Aim of the exercise → Copy out all of the records below, renaming each "pointer" to "locator" and keeping every other part unchanged.

(Records from a point labeling set)
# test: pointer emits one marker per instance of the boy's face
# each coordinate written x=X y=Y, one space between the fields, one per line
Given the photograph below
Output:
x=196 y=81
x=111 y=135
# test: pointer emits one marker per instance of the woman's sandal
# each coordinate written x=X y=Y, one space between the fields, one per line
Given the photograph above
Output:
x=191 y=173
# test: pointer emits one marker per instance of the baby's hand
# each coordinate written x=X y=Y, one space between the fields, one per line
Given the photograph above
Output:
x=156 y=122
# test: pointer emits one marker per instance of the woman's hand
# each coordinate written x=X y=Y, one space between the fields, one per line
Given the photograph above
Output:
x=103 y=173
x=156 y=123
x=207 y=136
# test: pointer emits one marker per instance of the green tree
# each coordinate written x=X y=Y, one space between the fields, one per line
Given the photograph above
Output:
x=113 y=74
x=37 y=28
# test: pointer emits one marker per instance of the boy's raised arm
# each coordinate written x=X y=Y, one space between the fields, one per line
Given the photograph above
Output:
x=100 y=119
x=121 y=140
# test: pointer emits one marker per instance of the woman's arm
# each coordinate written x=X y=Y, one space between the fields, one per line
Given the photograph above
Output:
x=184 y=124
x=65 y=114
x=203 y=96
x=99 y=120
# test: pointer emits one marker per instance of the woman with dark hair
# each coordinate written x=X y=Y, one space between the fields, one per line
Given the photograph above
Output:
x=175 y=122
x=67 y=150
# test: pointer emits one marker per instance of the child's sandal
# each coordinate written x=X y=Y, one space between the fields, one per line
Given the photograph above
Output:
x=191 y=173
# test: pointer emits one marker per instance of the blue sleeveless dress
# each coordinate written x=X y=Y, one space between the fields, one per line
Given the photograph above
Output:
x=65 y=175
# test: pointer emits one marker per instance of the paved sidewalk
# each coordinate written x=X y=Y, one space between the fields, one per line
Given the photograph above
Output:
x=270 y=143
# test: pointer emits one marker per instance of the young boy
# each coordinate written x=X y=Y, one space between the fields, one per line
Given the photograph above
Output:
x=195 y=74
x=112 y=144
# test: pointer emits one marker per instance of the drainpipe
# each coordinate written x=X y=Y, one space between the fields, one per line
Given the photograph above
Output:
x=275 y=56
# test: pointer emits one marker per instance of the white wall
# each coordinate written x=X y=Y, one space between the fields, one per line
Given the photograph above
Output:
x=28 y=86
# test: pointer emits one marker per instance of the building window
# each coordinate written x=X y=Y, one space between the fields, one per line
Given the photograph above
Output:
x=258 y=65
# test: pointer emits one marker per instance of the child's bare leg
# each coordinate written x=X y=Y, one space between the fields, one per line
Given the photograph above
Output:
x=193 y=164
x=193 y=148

The completed task →
# test: locator emits one marker per instance of the boy's face
# each coordinate written x=X y=Y, one space between the fields, one per line
Given the photograph below
Output:
x=196 y=81
x=111 y=135
# test: locator emits one marker per instance of the woman's sandal
# each coordinate written x=X y=Y, one space between the fields, one per line
Given the photograph above
Output:
x=191 y=173
# test: locator emits one marker per instance of the baby's hand
# each coordinate written x=X y=Y, one space between the fields, one per line
Given the photograph above
Output:
x=156 y=122
# test: locator emits one marker per instance of the woman's hand
# each coordinate written x=X y=Y, one space between the fields, one per line
Given the photograph above
Output:
x=103 y=173
x=156 y=123
x=207 y=136
# test: locator emits one marker per instance of the green tree
# each coordinate written x=X y=Y, one space between the fields, one per line
Given the photograph above
Output:
x=113 y=74
x=37 y=28
# test: locator emits one marker per instance of the boy's raised arm
# each coordinate written x=X y=Y, one space between the fields, one per line
Given the photograph above
Output:
x=100 y=119
x=121 y=140
# test: locator emits one marker per instance of the woman's arm
# each coordinate written x=X y=Y, one space between the fields, one per line
Given the photograph above
Output:
x=184 y=124
x=65 y=114
x=203 y=96
x=99 y=120
# test: locator emits one marker per instance of the woman with dark hair
# each coordinate written x=X y=Y, one space between the fields, one per line
Given the photograph above
Output:
x=175 y=122
x=67 y=150
# test: locator emits one marker per instance of the child's sandal
# each coordinate written x=X y=Y, one space between the fields, one per line
Given the photograph above
Output:
x=191 y=173
# test: locator emits one marker per instance of the blue sleeveless dress
# each coordinate written x=X y=Y, one space between the fields, one per line
Given the photograph above
Output:
x=65 y=175
# test: locator emits one marker per instance of the paved sidewalk
# each coordinate written x=X y=Y, one space between the fields, one per line
Given the photograph above
Output:
x=270 y=143
# test: locator emits one marker per instance of the young boy
# each coordinate written x=X y=Y, one space between the fields, one per line
Given the photograph above
Output:
x=195 y=74
x=112 y=144
# test: locator emits one marker per instance of the drainpipe
# each coordinate written x=X y=Y, one space between the fields, one per line
Given the photograph above
Output:
x=275 y=56
# test: locator emits one marker per instance of the white wall
# each coordinate written x=X y=Y, one space between the fields, one per line
Given the photograph above
Output:
x=28 y=86
# test: locator emits one marker per instance of the building window
# each coordinate written x=X y=Y, one space between the fields, one per line
Given the photograph above
Output:
x=258 y=65
# test: locator emits one marker per instance of the child's bare leg
# each coordinate written x=X y=Y, one space between the fields, one per line
Given the photograph above
Output:
x=193 y=164
x=193 y=148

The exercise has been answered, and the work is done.